Exercise: Only the lines from the one containing "Target: television screen" to the end of the entries should be written out, each exactly as it stands, both ends included.
+++ Data supplied +++
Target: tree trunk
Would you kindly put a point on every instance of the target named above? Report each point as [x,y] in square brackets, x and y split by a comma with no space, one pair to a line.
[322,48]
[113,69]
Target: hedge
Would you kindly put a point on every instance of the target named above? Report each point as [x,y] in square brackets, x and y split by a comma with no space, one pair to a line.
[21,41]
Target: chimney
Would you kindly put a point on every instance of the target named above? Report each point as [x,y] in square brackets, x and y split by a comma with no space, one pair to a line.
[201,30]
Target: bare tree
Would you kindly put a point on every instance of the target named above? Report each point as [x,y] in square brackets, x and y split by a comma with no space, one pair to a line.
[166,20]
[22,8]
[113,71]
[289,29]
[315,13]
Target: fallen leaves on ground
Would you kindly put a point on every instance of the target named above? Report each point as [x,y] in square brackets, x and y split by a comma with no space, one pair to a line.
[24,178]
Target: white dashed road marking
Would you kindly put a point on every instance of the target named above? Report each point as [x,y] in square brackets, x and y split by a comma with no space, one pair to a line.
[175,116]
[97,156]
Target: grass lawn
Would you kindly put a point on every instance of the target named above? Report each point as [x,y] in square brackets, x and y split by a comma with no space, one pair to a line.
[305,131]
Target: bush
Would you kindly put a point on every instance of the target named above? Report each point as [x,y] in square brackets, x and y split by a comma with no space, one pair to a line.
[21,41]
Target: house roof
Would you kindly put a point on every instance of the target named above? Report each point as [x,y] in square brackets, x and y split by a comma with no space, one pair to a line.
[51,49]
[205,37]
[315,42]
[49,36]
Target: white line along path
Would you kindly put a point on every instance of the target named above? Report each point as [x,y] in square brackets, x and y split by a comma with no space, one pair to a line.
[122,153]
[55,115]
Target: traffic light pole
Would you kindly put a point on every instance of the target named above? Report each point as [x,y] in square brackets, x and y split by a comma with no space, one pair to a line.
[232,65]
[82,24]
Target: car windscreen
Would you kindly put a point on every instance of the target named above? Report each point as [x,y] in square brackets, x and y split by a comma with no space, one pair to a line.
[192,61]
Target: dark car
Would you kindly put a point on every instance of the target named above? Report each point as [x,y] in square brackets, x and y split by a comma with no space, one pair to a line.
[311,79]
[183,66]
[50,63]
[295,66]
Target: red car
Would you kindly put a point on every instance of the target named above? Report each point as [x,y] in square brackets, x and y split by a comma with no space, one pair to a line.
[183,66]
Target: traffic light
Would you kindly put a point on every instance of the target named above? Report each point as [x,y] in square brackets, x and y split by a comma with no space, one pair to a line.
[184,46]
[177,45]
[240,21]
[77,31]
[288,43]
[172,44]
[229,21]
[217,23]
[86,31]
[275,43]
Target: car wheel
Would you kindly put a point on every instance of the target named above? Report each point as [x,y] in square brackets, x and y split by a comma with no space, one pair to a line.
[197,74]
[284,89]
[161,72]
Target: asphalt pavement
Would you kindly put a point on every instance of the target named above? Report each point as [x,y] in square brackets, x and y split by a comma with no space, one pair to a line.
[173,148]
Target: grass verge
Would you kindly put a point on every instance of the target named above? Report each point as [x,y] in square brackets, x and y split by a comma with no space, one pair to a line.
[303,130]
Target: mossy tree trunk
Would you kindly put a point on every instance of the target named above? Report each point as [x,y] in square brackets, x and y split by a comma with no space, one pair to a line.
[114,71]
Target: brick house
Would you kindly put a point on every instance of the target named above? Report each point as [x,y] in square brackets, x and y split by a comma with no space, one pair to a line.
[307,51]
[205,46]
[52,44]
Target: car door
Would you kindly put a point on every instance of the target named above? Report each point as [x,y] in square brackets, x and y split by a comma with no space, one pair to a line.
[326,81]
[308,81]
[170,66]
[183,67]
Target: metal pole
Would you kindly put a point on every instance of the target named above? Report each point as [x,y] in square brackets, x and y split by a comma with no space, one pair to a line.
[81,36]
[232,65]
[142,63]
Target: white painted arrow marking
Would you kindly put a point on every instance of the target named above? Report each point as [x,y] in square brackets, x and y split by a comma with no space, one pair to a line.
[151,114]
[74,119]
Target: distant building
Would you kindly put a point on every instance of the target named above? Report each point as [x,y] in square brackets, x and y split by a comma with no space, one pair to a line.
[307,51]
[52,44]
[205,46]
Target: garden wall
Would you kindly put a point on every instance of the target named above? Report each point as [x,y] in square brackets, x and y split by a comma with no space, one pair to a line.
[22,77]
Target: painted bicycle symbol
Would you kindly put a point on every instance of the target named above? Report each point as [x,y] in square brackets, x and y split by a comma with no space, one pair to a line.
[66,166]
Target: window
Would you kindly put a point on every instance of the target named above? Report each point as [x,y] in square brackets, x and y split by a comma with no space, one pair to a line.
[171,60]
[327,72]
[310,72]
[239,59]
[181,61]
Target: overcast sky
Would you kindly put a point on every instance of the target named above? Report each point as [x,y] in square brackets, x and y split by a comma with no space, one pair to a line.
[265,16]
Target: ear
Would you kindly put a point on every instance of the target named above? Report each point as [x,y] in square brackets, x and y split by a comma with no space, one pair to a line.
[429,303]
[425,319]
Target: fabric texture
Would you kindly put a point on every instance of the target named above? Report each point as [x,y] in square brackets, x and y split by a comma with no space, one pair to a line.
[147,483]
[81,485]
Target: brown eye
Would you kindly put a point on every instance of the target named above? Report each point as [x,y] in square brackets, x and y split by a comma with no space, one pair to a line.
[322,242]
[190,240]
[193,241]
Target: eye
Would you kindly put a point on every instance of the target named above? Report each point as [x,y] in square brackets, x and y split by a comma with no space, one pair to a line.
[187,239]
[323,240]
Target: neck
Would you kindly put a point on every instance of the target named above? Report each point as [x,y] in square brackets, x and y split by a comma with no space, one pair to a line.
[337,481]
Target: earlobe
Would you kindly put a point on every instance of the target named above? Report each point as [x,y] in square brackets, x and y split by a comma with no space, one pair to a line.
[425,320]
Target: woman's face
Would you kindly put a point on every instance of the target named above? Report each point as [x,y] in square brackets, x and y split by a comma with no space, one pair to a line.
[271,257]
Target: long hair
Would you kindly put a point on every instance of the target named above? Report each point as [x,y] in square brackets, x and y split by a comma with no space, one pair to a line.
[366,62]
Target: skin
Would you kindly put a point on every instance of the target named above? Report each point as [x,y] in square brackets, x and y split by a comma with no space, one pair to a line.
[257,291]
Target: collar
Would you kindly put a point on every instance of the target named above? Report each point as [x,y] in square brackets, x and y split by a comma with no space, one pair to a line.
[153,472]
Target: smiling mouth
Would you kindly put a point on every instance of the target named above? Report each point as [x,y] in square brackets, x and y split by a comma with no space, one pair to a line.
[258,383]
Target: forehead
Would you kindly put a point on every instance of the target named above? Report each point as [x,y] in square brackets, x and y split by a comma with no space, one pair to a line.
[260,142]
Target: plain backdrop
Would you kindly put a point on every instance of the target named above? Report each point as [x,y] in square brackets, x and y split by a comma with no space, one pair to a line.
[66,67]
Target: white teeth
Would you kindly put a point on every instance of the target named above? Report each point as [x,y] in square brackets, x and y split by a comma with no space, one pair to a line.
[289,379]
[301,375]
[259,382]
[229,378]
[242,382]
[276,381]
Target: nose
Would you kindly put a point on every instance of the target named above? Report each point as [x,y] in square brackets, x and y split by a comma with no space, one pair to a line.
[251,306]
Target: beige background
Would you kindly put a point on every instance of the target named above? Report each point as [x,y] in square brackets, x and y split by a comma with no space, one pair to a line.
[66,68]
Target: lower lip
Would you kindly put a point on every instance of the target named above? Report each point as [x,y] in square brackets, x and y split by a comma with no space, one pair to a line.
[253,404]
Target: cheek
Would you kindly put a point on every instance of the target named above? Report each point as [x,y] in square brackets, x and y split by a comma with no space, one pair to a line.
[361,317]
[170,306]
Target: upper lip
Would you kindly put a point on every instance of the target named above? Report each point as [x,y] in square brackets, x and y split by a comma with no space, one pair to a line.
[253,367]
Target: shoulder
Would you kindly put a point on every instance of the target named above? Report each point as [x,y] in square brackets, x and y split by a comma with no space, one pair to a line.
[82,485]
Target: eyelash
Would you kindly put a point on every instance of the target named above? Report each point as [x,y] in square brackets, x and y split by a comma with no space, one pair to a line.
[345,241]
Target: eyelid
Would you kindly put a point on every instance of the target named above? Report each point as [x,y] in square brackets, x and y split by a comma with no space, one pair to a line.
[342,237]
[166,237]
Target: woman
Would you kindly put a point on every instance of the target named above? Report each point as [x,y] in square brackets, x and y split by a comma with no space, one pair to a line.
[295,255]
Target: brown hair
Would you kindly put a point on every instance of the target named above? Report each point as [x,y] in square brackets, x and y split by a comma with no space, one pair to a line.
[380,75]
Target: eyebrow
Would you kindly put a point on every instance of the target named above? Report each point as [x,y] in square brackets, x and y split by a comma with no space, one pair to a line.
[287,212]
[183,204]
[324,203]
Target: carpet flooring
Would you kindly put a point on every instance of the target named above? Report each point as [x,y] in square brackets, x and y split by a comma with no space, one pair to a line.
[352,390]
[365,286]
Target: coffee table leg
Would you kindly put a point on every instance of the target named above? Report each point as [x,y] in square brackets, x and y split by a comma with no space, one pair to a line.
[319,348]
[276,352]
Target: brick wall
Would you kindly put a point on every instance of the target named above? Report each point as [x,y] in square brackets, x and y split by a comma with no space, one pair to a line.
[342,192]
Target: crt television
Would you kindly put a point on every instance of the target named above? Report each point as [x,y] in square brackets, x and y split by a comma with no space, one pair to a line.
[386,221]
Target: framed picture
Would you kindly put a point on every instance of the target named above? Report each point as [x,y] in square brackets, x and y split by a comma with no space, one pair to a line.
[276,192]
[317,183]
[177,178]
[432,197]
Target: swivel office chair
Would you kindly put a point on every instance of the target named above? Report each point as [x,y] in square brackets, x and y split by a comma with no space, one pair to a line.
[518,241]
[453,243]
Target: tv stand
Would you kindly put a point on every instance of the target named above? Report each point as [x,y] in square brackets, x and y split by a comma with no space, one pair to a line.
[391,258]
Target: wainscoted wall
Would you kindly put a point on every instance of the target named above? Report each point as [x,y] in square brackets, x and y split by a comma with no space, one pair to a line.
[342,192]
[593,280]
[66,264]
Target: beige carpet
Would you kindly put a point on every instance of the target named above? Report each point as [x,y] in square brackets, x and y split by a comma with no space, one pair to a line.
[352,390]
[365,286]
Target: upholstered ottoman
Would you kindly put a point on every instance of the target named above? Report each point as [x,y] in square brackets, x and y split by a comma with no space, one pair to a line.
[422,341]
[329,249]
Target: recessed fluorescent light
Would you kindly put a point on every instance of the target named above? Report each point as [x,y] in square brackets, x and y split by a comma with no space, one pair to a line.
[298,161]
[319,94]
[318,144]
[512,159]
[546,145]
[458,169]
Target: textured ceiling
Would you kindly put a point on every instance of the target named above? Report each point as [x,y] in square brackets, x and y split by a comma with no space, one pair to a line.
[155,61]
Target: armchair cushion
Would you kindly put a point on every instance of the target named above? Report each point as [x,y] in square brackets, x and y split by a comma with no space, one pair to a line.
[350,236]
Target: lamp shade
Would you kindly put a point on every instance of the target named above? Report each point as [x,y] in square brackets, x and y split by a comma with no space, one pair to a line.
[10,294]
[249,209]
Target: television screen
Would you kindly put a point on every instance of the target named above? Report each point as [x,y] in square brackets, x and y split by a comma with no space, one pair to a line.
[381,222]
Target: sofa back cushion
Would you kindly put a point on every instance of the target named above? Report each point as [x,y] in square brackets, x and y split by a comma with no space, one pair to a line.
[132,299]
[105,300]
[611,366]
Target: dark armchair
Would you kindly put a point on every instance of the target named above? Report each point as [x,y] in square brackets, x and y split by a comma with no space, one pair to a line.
+++
Exercise solution:
Target: television screen
Would you kindly put a point on every instance of the target named above? Report each point as [x,y] in square brackets, x and y split by a comma with no space, one pair to a line.
[381,222]
Target: sofa back cushion
Would you kindly put a point on every instance of the target named above? Report each point as [x,y] in square brackets, x and y split by a comma with no space, one pair to a line.
[132,299]
[105,300]
[611,366]
Target: dark armchair
Would you kindly put a point on every instance of the target named above? Report each point as [x,y] in square brackets, x and y split by a comma with no space, one pair to a line.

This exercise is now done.